====== Data records ======

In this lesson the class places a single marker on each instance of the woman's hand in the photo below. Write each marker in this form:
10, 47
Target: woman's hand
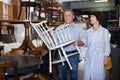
106, 60
79, 42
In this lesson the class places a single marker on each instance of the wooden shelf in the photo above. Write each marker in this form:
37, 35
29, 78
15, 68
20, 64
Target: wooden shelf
6, 11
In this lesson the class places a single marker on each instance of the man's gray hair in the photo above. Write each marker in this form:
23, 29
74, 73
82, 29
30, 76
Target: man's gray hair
70, 11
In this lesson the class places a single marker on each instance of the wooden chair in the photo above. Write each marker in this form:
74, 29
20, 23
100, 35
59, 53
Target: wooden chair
13, 65
55, 40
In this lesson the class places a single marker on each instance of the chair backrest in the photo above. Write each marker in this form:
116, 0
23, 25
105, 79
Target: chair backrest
50, 36
3, 67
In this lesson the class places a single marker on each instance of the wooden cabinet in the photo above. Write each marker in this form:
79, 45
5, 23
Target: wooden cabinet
113, 21
6, 11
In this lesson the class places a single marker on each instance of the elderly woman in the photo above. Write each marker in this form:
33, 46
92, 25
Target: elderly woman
97, 52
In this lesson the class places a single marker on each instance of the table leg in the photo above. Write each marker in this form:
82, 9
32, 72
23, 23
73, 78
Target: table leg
27, 43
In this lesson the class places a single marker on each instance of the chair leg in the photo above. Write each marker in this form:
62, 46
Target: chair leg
50, 62
66, 58
108, 75
61, 57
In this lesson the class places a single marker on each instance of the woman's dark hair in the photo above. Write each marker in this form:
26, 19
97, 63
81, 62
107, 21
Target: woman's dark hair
98, 15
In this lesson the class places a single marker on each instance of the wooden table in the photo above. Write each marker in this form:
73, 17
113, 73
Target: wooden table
27, 43
25, 64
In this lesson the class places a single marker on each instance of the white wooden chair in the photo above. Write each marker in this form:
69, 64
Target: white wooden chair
55, 40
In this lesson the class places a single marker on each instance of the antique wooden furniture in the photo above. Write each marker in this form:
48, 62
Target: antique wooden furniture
13, 65
55, 40
27, 5
27, 43
26, 64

======

What the exercise asks ▸ Lines containing "above" in the listing: how many are there? Answer with the number only.

Response to this task ▸ 12